───── Source text ─────

To give you an idea about mass, the container carried by a truck may carry up to 26,000Kg of cargo and the total weight (including platform an wheels) could reach 30,000Kg.
A Space Shuttle has a mass of 90,718kg when landing, the External Tank (ET) has a mass of 29,938Kg when empty, and each Solid Rocket Booster (SRB) has a mass of 589,680Kg.
An A-10 Thunderbolt has an empty mass of 9183Kg.

Kilograms (Kg) is the standard measure used to measure mass, and Newtons (N) is the standard measure for forces.
However, you may be able to find airplane specs using other non standard units, like lb (mass), hp-lb (force), lbf (force), ton force (force) and Kgf (force).

Kg = lb /2.2

Kgf (kilogram force) = g * 1 kg = 9.80665 N

lbf (pound force) = g * 1 lb = 4.4482216152605 N

ton force = g * 1 sh tn = 8.896443230521 N

where g = 9.80665 m / s ^ 2

As you may notice, some plane specifications describe weight using mass units, so you say that a certain plane has a weight measured in lb or Kg.

───── Raw data ─────

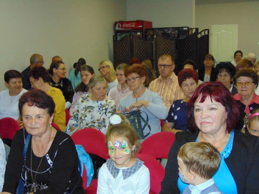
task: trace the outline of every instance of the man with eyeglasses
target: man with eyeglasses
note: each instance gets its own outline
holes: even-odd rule
[[[184,95],[179,86],[177,76],[173,72],[175,65],[172,56],[163,55],[157,63],[160,75],[151,82],[148,89],[159,94],[169,110],[174,100],[183,98]]]
[[[30,58],[30,65],[22,72],[23,76],[22,78],[22,87],[27,90],[30,90],[32,88],[30,82],[30,71],[35,66],[40,66],[43,65],[44,61],[41,55],[37,53],[33,54]]]

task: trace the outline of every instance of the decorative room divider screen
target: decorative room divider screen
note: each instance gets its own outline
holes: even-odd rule
[[[141,62],[145,59],[152,61],[154,69],[157,70],[159,57],[164,54],[171,55],[174,60],[177,75],[187,59],[194,61],[197,67],[203,65],[204,57],[209,53],[209,29],[199,32],[199,29],[190,29],[182,34],[172,35],[166,32],[160,34],[145,36],[146,39],[136,36],[135,33],[117,40],[113,36],[113,63],[115,68],[119,64],[127,63],[135,58]],[[157,71],[158,75],[158,71]]]

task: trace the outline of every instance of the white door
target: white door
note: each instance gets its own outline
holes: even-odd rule
[[[232,61],[237,50],[238,25],[212,25],[211,54],[219,61]]]

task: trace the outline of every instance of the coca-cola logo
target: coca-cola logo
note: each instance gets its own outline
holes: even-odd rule
[[[135,25],[136,24],[135,22],[131,22],[130,23],[124,23],[122,25],[123,28],[135,28]]]

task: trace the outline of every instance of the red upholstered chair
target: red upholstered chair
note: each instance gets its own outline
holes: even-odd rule
[[[82,145],[88,154],[96,155],[105,160],[109,158],[108,148],[105,143],[105,135],[98,130],[92,128],[85,128],[71,135],[71,138],[75,144]],[[83,174],[83,185],[87,181],[86,177]],[[92,180],[87,190],[87,194],[96,194],[98,183],[97,179],[93,179]]]
[[[174,141],[175,135],[165,131],[152,135],[142,143],[140,153],[150,155],[156,159],[167,158]]]
[[[16,121],[12,118],[6,117],[0,119],[0,133],[5,143],[11,145],[11,140],[13,139],[15,133],[20,129],[20,125]],[[6,141],[5,141],[6,140]]]
[[[164,176],[164,168],[154,157],[147,154],[138,154],[137,157],[144,162],[150,175],[150,194],[158,194],[161,190],[161,182]]]
[[[67,125],[67,123],[68,123],[68,121],[70,119],[70,114],[69,113],[69,111],[67,108],[66,109],[66,126]]]

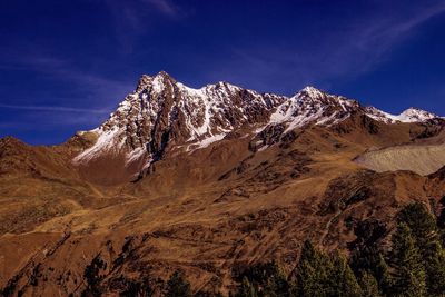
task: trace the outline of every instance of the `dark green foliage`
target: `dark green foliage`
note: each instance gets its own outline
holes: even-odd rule
[[[398,214],[398,221],[409,227],[421,250],[427,246],[428,241],[437,239],[436,219],[419,202],[402,209]]]
[[[425,253],[426,286],[431,295],[445,294],[445,250],[439,241],[428,245]]]
[[[400,222],[393,235],[390,251],[394,296],[425,296],[426,278],[421,253],[409,227]]]
[[[387,291],[390,287],[389,268],[376,246],[355,250],[350,266],[357,276],[369,273],[376,279],[379,290]]]
[[[126,281],[126,289],[123,289],[119,296],[121,297],[150,297],[152,296],[152,289],[148,284],[148,279],[142,281],[128,280]]]
[[[359,279],[359,284],[362,287],[362,296],[363,297],[378,297],[380,296],[380,291],[378,289],[378,284],[375,277],[367,273],[364,271],[362,274],[362,277]]]
[[[288,296],[290,285],[277,263],[257,264],[241,274],[257,290],[258,296]]]
[[[166,297],[191,297],[190,284],[184,278],[182,273],[175,271],[167,283]]]
[[[345,257],[338,253],[333,257],[333,270],[329,276],[332,281],[330,296],[359,297],[362,288],[357,279],[347,264]]]
[[[431,295],[445,293],[445,255],[437,232],[437,221],[422,204],[400,210],[398,220],[406,224],[419,249]]]
[[[330,274],[333,264],[329,257],[305,241],[299,258],[294,294],[297,296],[332,296]]]

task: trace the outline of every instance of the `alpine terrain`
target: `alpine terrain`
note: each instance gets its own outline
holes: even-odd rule
[[[267,295],[267,264],[296,284],[286,296],[320,296],[298,265],[318,254],[342,255],[333,267],[360,289],[325,296],[375,296],[364,288],[396,291],[402,279],[390,255],[416,229],[400,214],[424,211],[438,237],[445,227],[445,119],[313,87],[192,89],[160,72],[65,143],[0,139],[0,201],[4,296],[284,296]],[[357,266],[376,249],[392,285]],[[409,296],[433,291],[428,267],[427,288]]]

─────

Using the text on mass and force units, decide whether each statement below agrees with it. Answer yes or no for each, quoting the words that decide it. (a) An A-10 Thunderbolt has an empty mass of 9183Kg. (b) Newtons are the standard measure for mass. (c) Each Solid Rocket Booster has a mass of 29,938Kg.

Task response:
(a) Yes: "An A-10 Thunderbolt has an empty mass of 9183Kg."
(b) No: "Kilograms (Kg) is the standard measure used to measure mass, and Newtons (N) is the standard measure for forces."
(c) No: "each Solid Rocket Booster (SRB) has a mass of 589,680Kg."